>> begin Given passage
I’m Professor Rajinder Dudrah from Birmingham City University. I’m also a researcher at Creative Multilingualism. We’re exploring the links between languages and creativity.
(00:58 – 01:20)
In this episode of LinguaMania, we’re asking, ‘What makes us want to read a book which has been translated from another language?’ and ‘Are we missing something by only reading the English translation and not the original language version?’ Professor Jane Hiddleston and Dr Laura Lonsdale from the University of Oxford have been exploring these questions and they have some interesting conclusions for you.
(01:20 – 01:39)
Jane Hiddleston: So, since English is such a dominant global language, sometimes it happens that we can be a bit lazy and perhaps complacent about paying attention to other cultures and languages. But actually, getting to know a bit about another culture can shed a whole new light on things, it actually helps us to think about our world differently, perhaps it shakes us out of our old habits.
(01:39 – 01:54)
Laura Lonsdale: Yes, I think that’s true. The Mexican poet Octavio Paz, who was a great translator himself, said that translation was a way of acknowledging human diversity and I really love this quote, he said ‘to acknowledge the variety of visions and sensibilities is to preserve the richness of life and thus to ensure its continuity.’
(01:54 – 02:23)
>> end Given passage
>> begin Entries supplied
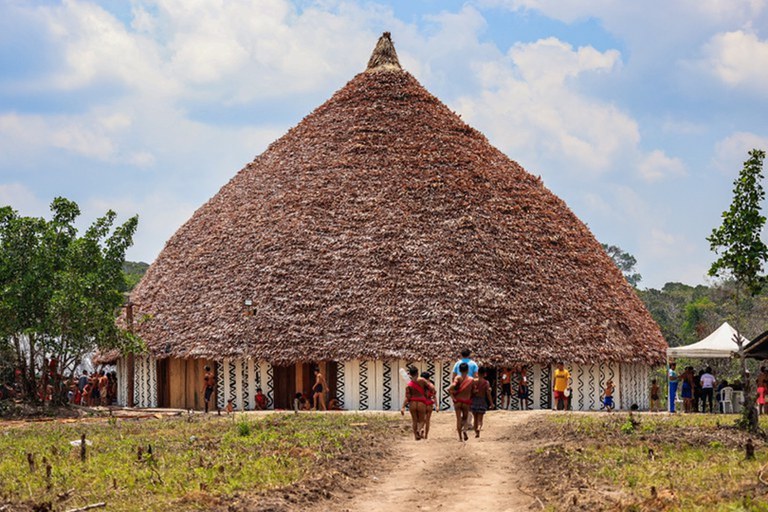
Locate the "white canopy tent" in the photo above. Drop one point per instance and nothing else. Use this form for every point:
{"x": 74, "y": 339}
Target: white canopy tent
{"x": 719, "y": 344}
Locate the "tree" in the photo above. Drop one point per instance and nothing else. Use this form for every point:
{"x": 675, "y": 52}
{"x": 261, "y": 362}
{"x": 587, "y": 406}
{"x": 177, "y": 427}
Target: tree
{"x": 59, "y": 292}
{"x": 742, "y": 255}
{"x": 626, "y": 263}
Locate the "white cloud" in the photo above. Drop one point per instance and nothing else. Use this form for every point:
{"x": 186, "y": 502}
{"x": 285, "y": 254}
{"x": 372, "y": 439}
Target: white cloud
{"x": 731, "y": 152}
{"x": 530, "y": 109}
{"x": 656, "y": 166}
{"x": 738, "y": 59}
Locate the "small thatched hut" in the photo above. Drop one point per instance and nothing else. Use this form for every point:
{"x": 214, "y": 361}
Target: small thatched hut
{"x": 381, "y": 232}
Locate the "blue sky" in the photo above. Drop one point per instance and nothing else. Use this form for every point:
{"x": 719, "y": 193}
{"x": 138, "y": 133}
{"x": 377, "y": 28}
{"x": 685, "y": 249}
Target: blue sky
{"x": 638, "y": 114}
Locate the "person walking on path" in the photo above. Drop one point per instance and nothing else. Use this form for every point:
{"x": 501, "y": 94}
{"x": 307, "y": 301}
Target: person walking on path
{"x": 481, "y": 397}
{"x": 672, "y": 375}
{"x": 762, "y": 383}
{"x": 562, "y": 378}
{"x": 465, "y": 359}
{"x": 416, "y": 398}
{"x": 461, "y": 391}
{"x": 708, "y": 382}
{"x": 318, "y": 391}
{"x": 506, "y": 388}
{"x": 209, "y": 383}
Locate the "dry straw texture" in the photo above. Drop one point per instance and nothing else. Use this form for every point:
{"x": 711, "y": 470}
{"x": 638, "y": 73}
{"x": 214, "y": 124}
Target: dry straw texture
{"x": 383, "y": 226}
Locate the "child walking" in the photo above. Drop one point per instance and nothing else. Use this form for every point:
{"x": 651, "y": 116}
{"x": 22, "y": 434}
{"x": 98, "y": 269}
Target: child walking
{"x": 608, "y": 396}
{"x": 481, "y": 397}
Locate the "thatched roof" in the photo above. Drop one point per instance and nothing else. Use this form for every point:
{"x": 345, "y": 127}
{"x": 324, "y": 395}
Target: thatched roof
{"x": 383, "y": 226}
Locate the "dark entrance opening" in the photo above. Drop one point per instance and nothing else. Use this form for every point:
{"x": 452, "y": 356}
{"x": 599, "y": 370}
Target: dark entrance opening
{"x": 285, "y": 386}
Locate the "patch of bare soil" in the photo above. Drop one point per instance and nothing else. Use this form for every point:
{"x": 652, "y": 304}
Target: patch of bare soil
{"x": 328, "y": 481}
{"x": 565, "y": 483}
{"x": 441, "y": 473}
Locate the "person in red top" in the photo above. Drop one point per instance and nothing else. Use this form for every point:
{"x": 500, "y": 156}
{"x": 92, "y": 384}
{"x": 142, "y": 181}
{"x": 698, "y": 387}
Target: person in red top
{"x": 261, "y": 400}
{"x": 461, "y": 391}
{"x": 417, "y": 399}
{"x": 481, "y": 397}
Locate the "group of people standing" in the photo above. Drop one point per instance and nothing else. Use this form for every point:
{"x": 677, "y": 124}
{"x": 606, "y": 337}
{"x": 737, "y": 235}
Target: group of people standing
{"x": 701, "y": 392}
{"x": 469, "y": 389}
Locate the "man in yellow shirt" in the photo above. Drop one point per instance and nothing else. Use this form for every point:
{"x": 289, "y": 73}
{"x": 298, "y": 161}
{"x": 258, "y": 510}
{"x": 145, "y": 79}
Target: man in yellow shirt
{"x": 562, "y": 378}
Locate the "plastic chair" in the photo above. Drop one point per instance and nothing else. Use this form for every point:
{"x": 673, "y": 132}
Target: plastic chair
{"x": 726, "y": 399}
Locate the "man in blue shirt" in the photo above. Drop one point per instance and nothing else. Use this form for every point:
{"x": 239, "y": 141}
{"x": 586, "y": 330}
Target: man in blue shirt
{"x": 470, "y": 363}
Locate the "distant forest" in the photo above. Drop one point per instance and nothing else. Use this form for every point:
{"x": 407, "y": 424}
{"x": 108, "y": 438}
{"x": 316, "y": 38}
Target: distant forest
{"x": 685, "y": 313}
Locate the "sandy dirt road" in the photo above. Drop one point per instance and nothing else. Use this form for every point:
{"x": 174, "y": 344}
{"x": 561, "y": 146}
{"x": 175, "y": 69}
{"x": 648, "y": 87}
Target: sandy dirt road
{"x": 442, "y": 474}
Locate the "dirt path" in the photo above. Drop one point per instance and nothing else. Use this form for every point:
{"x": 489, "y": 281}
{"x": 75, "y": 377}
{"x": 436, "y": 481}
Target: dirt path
{"x": 442, "y": 474}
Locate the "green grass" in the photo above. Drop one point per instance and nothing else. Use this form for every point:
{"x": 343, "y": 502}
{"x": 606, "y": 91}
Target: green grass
{"x": 191, "y": 457}
{"x": 698, "y": 460}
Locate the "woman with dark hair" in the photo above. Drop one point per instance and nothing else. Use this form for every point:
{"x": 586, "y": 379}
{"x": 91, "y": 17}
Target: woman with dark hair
{"x": 318, "y": 391}
{"x": 209, "y": 383}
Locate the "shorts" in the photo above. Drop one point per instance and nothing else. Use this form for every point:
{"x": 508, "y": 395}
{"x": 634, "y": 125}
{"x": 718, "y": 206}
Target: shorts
{"x": 479, "y": 405}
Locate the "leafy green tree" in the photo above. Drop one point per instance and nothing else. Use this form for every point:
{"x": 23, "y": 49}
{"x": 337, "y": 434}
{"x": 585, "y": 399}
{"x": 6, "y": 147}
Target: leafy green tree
{"x": 742, "y": 255}
{"x": 626, "y": 263}
{"x": 59, "y": 292}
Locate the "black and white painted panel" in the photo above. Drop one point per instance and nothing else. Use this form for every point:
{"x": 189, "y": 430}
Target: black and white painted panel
{"x": 634, "y": 386}
{"x": 238, "y": 380}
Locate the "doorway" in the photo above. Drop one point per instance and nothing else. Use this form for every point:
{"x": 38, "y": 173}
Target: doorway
{"x": 285, "y": 386}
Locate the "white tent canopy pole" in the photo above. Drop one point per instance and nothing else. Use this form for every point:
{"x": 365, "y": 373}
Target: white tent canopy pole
{"x": 719, "y": 344}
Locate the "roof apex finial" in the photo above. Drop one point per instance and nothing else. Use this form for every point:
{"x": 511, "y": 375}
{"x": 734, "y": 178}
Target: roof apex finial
{"x": 384, "y": 56}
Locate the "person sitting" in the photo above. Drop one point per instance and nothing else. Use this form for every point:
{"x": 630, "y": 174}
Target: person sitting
{"x": 261, "y": 400}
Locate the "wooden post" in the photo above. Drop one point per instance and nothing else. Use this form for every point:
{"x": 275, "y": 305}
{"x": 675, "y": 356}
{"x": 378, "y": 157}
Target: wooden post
{"x": 131, "y": 360}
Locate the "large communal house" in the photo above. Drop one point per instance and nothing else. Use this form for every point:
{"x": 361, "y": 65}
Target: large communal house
{"x": 383, "y": 232}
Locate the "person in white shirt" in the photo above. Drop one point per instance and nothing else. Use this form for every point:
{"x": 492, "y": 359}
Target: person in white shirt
{"x": 708, "y": 382}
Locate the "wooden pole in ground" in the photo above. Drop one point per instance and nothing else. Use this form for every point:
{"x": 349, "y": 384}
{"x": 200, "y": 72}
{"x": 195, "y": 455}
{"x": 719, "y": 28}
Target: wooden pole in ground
{"x": 131, "y": 360}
>> end Entries supplied
# Exercise tasks:
1. List every person named in the LinguaMania transcript.
2. In the LinguaMania transcript, start at the words "In this episode" and stop after "our old habits.", and give that part again with "complacent" switched to "smug".

# Solutions below:
1. Rajinder Dudrah, Jane Hiddleston, Laura Lonsdale, Octavio Paz

2.
In this episode of LinguaMania, we’re asking, ‘What makes us want to read a book which has been translated from another language?’ and ‘Are we missing something by only reading the English translation and not the original language version?’ Professor Jane Hiddleston and Dr Laura Lonsdale from the University of Oxford have been exploring these questions and they have some interesting conclusions for you.
(01:20 – 01:39)
Jane Hiddleston: So, since English is such a dominant global language, sometimes it happens that we can be a bit lazy and perhaps smug about paying attention to other cultures and languages. But actually, getting to know a bit about another culture can shed a whole new light on things, it actually helps us to think about our world differently, perhaps it shakes us out of our old habits.